INPUT MATERIAL:
*-*-*

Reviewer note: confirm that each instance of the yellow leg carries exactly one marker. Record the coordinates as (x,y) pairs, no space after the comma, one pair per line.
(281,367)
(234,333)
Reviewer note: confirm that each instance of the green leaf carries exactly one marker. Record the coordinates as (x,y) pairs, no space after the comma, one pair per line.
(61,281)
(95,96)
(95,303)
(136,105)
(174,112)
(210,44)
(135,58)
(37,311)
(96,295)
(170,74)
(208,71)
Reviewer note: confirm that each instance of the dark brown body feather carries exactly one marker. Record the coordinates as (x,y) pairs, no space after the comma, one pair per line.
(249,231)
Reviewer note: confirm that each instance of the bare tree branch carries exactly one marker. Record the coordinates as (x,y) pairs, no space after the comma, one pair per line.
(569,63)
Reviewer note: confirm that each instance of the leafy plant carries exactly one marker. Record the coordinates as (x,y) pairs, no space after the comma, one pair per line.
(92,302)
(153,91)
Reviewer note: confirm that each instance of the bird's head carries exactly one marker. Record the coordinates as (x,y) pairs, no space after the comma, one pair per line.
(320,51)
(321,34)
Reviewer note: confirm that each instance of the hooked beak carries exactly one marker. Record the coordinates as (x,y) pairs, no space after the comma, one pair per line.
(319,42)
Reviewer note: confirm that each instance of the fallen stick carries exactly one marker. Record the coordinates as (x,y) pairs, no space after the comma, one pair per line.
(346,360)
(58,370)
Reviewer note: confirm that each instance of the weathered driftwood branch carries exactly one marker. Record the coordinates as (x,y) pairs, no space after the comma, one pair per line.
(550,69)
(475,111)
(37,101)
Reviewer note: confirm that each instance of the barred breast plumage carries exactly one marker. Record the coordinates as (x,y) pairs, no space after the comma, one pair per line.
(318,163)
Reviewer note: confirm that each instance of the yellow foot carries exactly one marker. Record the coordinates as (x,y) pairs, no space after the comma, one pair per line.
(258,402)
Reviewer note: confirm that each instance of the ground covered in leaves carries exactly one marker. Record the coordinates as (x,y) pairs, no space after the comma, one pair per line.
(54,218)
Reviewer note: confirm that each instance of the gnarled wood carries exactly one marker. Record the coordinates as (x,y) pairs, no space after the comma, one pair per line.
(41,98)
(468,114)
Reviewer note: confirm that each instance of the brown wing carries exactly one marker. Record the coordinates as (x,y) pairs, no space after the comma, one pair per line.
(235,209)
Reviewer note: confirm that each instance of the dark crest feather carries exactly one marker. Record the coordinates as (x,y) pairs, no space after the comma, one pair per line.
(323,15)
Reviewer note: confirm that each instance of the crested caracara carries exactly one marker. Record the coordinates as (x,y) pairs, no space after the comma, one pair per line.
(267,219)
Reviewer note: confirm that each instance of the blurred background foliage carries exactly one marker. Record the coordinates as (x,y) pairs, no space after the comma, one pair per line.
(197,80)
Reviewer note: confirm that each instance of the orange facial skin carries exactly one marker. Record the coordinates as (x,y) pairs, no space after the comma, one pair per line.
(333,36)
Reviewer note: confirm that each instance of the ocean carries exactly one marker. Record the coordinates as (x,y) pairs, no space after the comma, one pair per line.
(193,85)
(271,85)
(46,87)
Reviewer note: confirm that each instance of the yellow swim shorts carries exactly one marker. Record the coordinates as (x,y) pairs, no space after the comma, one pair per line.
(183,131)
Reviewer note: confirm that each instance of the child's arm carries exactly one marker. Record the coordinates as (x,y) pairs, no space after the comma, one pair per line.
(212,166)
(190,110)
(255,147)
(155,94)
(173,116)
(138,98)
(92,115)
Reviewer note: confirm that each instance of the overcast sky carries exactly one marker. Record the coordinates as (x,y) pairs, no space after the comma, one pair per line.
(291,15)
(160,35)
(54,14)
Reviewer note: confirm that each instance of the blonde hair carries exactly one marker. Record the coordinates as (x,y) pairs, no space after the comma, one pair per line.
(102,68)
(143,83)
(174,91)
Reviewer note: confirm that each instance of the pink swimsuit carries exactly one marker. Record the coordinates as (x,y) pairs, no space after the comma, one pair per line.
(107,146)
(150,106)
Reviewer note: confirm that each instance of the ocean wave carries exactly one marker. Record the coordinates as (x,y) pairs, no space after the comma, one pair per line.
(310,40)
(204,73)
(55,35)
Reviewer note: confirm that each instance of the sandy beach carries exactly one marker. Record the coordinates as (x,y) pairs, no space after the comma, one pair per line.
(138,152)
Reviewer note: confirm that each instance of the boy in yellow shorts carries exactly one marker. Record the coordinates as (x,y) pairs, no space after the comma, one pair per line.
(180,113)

*-*-*

AIM OF THE EXERCISE: Reproduce the listing above word for word.

ANSWER TO THE PROBLEM:
Reviewer note: confirm that each instance of the yellow leg carries exactly one marker. Record the coordinates as (x,y) pairs, no space after the comma, one pair per line.
(281,367)
(234,333)
Reviewer note: confirm that each instance of the green leaf carries exactly one marker. Record the coordinates as (x,y) pairs, no space after the comma, one pair per line.
(61,281)
(95,96)
(95,303)
(136,105)
(174,112)
(210,44)
(135,58)
(37,311)
(96,295)
(170,74)
(208,71)
Reviewer note: confirm that each instance of the dark brown body feather carries exactly one marker. Record the coordinates as (x,y) pairs, no space after the comma, one pair per line.
(249,231)
Reviewer note: confirm that each instance of the bare tree branch carries exactly one marker. Record the coordinates as (x,y) pairs, no space after the comma, one pair per line.
(569,63)
Reviewer note: confirm that each instance of the leafy plant carries exactly one marker. Record the coordinates as (x,y) pairs, no space after the comma, one pair per line.
(92,302)
(153,91)
Reviewer note: confirm that each instance of the bird's head carries exactly one marker. Record the coordinates as (x,y) pairs, no space after the comma, one pair per line.
(320,51)
(321,34)
Reviewer note: confirm that each instance of the hooked beak carries exactly one marker. Record the coordinates as (x,y) pairs, no space after the comma, one pair per line.
(319,42)
Reviewer note: confirm that each instance of the fallen stick carries exactly one marker. Record the coordinates as (x,y) pairs, no space after the comma, one pair per line.
(346,360)
(58,370)
Reviewer note: confirm that each instance of the weathered driftwood branch carries exactly one marker. Record the coordinates as (x,y) pairs, no space after the comma, one pair per line.
(550,69)
(475,111)
(37,101)
Reviewer note: confirm that each instance of the barred breast plumage carries exactly one marker. Record the coordinates as (x,y) pairs, no space after the comma, one pair per line.
(318,163)
Reviewer note: confirm that each instance of the yellow foot carries exactly one marker. Record the coordinates as (x,y) pairs, no space after the comma, one pair per line.
(258,402)
Reviewer note: confirm that each instance of the ground covered in leaves carries exactly one marker. Record the coordinates as (x,y) pairs, no space after the comma, one pair per line.
(54,218)
Reviewer note: confirm that each instance of the gnarled wood carries exactly one marker. Record the coordinates as (x,y) pairs, no space after the comma, one pair per line.
(41,98)
(468,114)
Reviewer note: confirm that each instance of the brown wing carries exactly one marker. Record the coordinates as (x,y) pairs, no space after the comma, one pair per line.
(235,209)
Reviewer note: confirm that each instance of the dark crest feather carries exactly one marker. Record the coordinates as (x,y) pairs, no space after the comma, one pair per line.
(323,15)
Reviewer note: confirm that each instance of the crested caracara carries exactly one marker. Record the coordinates as (x,y) pairs, no space after the comma, one pair per line.
(267,219)
Reviewer note: confirm that each instance of the blurred background foliage carries exactly one marker. Record the coordinates as (x,y) pairs, no space after the comma, one pair per line.
(197,80)
Reviewer note: confirm that each instance of the orange facial skin carries exactly one marker. Record the coordinates as (x,y) pairs, no space after the comma, one pair per line.
(333,36)
Reviewer note: confirm that each instance of the ocean carries exactly one marker. Record the coordinates as (x,y) pairs, no space after the comma, one pair per line.
(193,85)
(271,85)
(46,87)
Reviewer note: confirm that each instance of the yellow swim shorts carries exactly one marker. Record the coordinates as (x,y) pairs, no space after the comma, one pair per line.
(183,131)
Reviewer note: confirm that each instance of the child's arm carries exactly one marker. Record the coordinates as (x,y) pairs, no space after the comma, one pair per line.
(212,166)
(190,110)
(255,147)
(155,94)
(173,116)
(138,98)
(92,115)
Reviewer note: confirm that each instance of the overcast sky carries exactly one marker. Record the coordinates as (x,y) pairs, no space after the comma, one pair per line.
(291,15)
(160,35)
(54,14)
Reviewer note: confirm that each instance of the blonde hair carries exactly one marker. Record the coordinates as (x,y) pairs, no space after the comma, one pair per line.
(102,68)
(143,83)
(174,91)
Reviewer note: confirm that each instance of the pink swimsuit carries exactly one marker. Record the coordinates as (x,y) pairs, no space after the comma, one pair per line.
(107,146)
(150,106)
Reviewer note: confirm that each instance of the ocean wave carries exactly one marker. Record the coordinates as (x,y) pairs, no space after the comma, one pair per line.
(310,40)
(204,73)
(55,35)
Reviewer note: confirm that each instance of the sandy beach carries exactly one marker. Record the coordinates as (x,y) pairs, no space after the comma, one pair per line.
(138,152)
Reviewer note: confirm that each instance of the boy in yellow shorts carries exactly one marker. Record the coordinates as (x,y) pairs, no space after the comma, one pair per line.
(180,113)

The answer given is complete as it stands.